:: Task requirements ::
Reproduce the lines below word for word, leaving out the pictures.

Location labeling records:
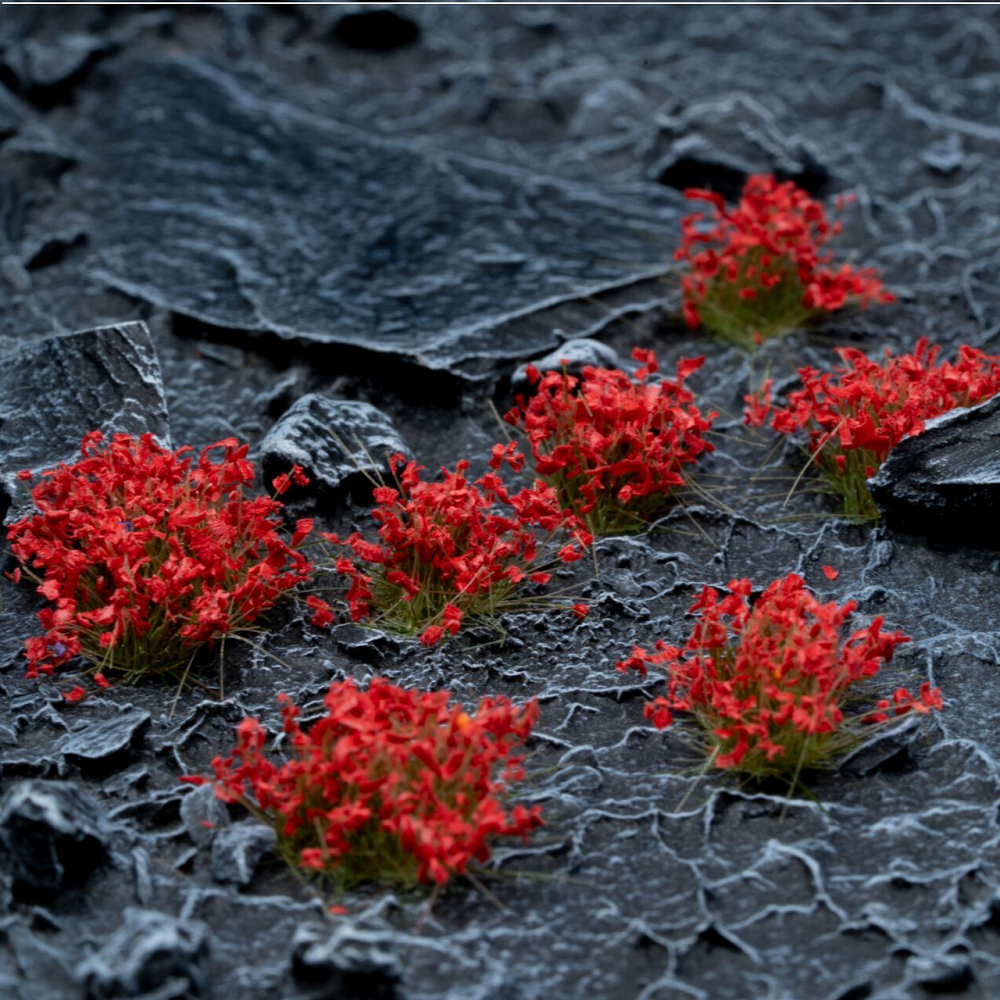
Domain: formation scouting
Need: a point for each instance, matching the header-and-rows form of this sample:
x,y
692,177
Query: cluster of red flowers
x,y
759,269
390,783
453,549
614,447
768,680
147,553
856,414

:: Output of the task ::
Domain: formation scouting
Need: a point for each instance, matching the header-and-rows form of this sample:
x,y
692,177
Query: cluster of red flowers
x,y
759,269
390,783
453,549
614,447
768,680
147,553
856,414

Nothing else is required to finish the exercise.